------ TEXT PASSAGE

Alfred was tired, too. His eyes glared back with rage at anyone
who dared make contact. His brothers and sisters were certain he
was close to the end. His father had finally given up hope and relinquished
the boy to death.
The tumor had now become monstrous, filling and then spilling out
of his mouth, almost the size of a basketball. To eat, Alfred would
force a hand between the oozing pink mass and the roof of his mouth,
then shove food into an unspeakable void.
Slowly dying of starvation, Alfred weighed only 44 pounds; his tumor
five of them.
Last fall, a visiting pastor, moved with compassion by Alfred's
plight, offered an alternative to the witch doctors: his church
would pray for an answer and a cure. The next morning, Alfred said
he'd been told in a dream that "his helper would come."
The pastor began to bring Alfred to church with him. Alfred would
try to cover his loathsome face with cloth, yet despite his deformity
the people of the church treated him kindly and gently. They prayed
for him and gave him a few dollars. Yet the tumor ruthlessly grew
larger and Alfred thinner and closer to death.
Three months later, the pastor returned to the house to tell Alfred
and his family that a ship was coming to Benin, with a hospital
and team of doctors who might be able to help.
The family was skeptical. They had already spent too much money,
gambled more than they could afford and seen no results. Alfred's
father chose to cut his losses. There would be no journey to the
ship. Alfred's mother, however, sensed the pastor was right. She
argued vehemently with Bessan until he relented and finally pulled
together the $10 taxi fare.
One Monday in November, Alfred joined more than five thousand ailing
people outside the Cotonou sports stadium waiting for doctors in
scrubs to arrive from the white ship. In the dark hours of early
morning heat, he was soon noticed and brought inside to be examined.
Experienced reconstructive surgeon Dr. Tony Giles prodded the tumor
gently and knowingly while Alfred's penetrating eyes searched for
hope. The tumor was tested by a pathologist on site and determined
to be benign. Alfred was scheduled for surgery the following Thursday.
* * *
Alfred Sossou shifts gears and steers from the middle seat as he
helps me drive the white Mercy Ships Land Rover home, two hours
west of the port.
His eyes are alight with hope and exhilaration as he sits high above
the road feeling partial control of the vehicle and his life for
the first time in five years.
"Pas troi, cinq!" I scold as I place my hand on top of his and guide
it over and up. He looks up at me bashfully; he has an affinity
for third gear but wants badly to shift correctly.

------------
------ DATASET CONTENT

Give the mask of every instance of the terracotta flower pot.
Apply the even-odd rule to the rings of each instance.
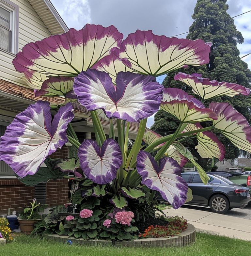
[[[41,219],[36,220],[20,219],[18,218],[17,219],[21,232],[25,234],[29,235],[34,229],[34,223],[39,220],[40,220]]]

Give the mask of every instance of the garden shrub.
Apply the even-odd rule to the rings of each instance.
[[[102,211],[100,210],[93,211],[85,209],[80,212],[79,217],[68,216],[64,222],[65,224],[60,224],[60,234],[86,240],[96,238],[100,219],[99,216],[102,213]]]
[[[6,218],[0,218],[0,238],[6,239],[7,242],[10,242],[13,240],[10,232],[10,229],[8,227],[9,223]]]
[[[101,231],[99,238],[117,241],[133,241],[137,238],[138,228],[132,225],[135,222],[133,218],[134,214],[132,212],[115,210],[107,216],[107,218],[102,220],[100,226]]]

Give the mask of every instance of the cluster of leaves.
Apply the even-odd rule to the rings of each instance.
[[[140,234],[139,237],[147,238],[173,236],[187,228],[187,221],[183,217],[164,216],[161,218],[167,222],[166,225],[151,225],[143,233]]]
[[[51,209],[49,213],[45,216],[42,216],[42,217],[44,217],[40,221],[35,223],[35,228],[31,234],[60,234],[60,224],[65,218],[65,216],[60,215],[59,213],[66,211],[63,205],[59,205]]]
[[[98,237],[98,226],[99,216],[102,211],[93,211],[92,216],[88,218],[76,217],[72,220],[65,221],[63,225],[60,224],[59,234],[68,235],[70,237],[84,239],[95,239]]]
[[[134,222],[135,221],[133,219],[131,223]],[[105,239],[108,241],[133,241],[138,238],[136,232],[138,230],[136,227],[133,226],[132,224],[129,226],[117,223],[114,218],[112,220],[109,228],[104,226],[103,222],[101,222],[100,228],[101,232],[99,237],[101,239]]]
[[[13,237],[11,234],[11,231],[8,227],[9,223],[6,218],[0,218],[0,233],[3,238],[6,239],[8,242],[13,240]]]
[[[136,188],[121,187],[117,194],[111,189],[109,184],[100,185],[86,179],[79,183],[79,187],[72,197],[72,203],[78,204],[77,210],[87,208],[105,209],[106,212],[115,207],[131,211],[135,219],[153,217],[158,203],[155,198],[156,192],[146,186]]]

------------

**EXERCISES**
1. Do these statements agree with the passage about Alfred? (a) Alfred weighed 44 pounds. (b) The pastor paid the taxi fare to the ship. (c) The pathologist found the tumor to be benign. Answer yes or no for each, quoting the deciding words.
2. Rewrite the passage about Alfred from "The pastor began" to "closer to death.", putting "a scarf" in place of "cloth".

**ANSWER SET**
1.
(a) Yes: "Alfred weighed only 44 pounds"
(b) No: "She argued vehemently with Bessan until he relented and finally pulled together the $10 taxi fare."
(c) Yes: "The tumor was tested by a pathologist on site and determined to be benign."

2.
The pastor began to bring Alfred to church with him. Alfred would
try to cover his loathsome face with a scarf, yet despite his deformity
the people of the church treated him kindly and gently. They prayed
for him and gave him a few dollars. Yet the tumor ruthlessly grew
larger and Alfred thinner and closer to death.